**Document segment:**

Casting light on the most serious of problems and at the same time saying not …

Review of 'The Festival of Insignificance' on 'Goodreads'

3 stars

In his latest novels, Kundera has explored a whole new area and style of writing. It's still witty, intellectual, sarcastic and funny, but for some reason I find it also weirdly and annoyingly anarchistic, what comes to good literature. It's as if the writer would try to break boundaries of the well-known 'smart writing' and clichés, and falling very intentionally and, I have to admit, successfully, behind the invisible borders of tastefulness. He does it all with a knowing way, but it still seems a bit like cheating to me. (What I'm solely talking about is the style and means, for example the use of repetition, not the storyline or the characters. There will be spoilers about the ways of writing ahead.)

Even though it's obvious that some of the means Kundera has used have symbolic value, for me they seem a bit off every now and then. For example seeing the narrator reflecting themself above the characters, godlike, might be good for enhancing the marionette-effect of them, but I also think that it's too distracting to have them reflecting their own thoughts to the reader at the same time. It could be also the way it was done in this book: as a result of that I felt the narrator much closer to me than the characters. And that can't be good, if the storyline is still following the characters. Also the excessive use of any enhancing tool is straightforward tacky, and I don't see why explaining it (like Kundera does after using the same exact thoughts in this novel) would make it any better.

**What is asked:**
1. Please copy the rows below word for word, keeping every line.
2. Continue the Kundera review from the point where it stops.

**Records provided:**
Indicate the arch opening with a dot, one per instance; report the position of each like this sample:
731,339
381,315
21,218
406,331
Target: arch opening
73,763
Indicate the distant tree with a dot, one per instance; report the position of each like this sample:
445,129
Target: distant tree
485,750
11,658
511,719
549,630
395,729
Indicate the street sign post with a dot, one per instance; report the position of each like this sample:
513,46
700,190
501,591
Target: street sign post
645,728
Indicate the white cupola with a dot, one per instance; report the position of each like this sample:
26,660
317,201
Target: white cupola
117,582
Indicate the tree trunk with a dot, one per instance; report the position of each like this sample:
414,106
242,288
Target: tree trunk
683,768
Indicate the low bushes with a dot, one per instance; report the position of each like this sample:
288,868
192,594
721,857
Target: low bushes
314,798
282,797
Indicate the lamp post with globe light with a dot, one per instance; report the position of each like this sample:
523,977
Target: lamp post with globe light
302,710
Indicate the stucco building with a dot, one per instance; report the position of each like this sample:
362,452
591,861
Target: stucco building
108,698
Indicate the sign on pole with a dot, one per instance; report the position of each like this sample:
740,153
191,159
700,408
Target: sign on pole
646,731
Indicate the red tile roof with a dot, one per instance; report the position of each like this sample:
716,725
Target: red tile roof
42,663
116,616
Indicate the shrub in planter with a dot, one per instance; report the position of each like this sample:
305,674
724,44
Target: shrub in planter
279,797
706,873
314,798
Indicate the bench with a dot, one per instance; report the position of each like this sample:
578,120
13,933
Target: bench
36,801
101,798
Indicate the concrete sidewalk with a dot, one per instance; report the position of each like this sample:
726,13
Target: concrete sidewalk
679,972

**Answers per task:**
1.
Indicate the arch opening with a dot, one per instance; report the position of each like this sample:
731,339
381,315
21,218
406,331
Target: arch opening
73,763
Indicate the distant tree with a dot, one per instance; report the position of each like this sample:
445,129
Target: distant tree
485,750
11,658
511,719
549,630
395,729
Indicate the street sign post with a dot, one per instance; report the position of each like this sample:
513,46
700,190
501,591
Target: street sign post
645,728
Indicate the white cupola with a dot, one per instance; report the position of each like this sample:
26,660
317,201
Target: white cupola
117,582
Indicate the tree trunk with a dot, one per instance; report the position of each like this sample:
414,106
242,288
Target: tree trunk
683,768
Indicate the low bushes with a dot, one per instance; report the position of each like this sample:
288,868
192,594
721,857
Target: low bushes
314,798
282,797
Indicate the lamp post with globe light with a dot, one per instance; report the position of each like this sample:
523,977
Target: lamp post with globe light
302,710
Indicate the stucco building with a dot, one per instance; report the position of each like this sample:
362,452
591,861
Target: stucco building
108,698
Indicate the sign on pole with a dot, one per instance; report the position of each like this sample:
740,153
191,159
700,408
Target: sign on pole
646,731
Indicate the red tile roof with a dot, one per instance; report the position of each like this sample:
716,725
Target: red tile roof
42,663
116,616
Indicate the shrub in planter with a dot, one per instance; report the position of each like this sample:
305,674
724,44
Target: shrub in planter
279,797
706,873
314,798
Indicate the bench with a dot, one per instance; report the position of each like this sample:
578,120
13,933
Target: bench
36,801
101,798
Indicate the concrete sidewalk with a dot, one per instance; report the position of each like this sample:
726,13
Target: concrete sidewalk
679,972

2.
Anyway I think mostly my impression of the book got two-star damage from not understanding the symbols in here. What were the angels for? The bottle? Or was it all meaningless, and therefore something I should forget about? It was difficult to understand the meaning of the conversations between the deceased mother and her son, or reflect any of it to Stalin's joke, for example. Maybe I didn't have the correct mindset for this, but maybe it was also hidden too far behind the smarty-pantsy experimental narration for me to reach.

And in the end, even if I didn't find this as charming as Kundera's other production, and the afterall taste was mostly annoyed, I still found myself reading it in one sitting, and thinking about it for days after. I even might read it second time to get a better understanding.. who knows!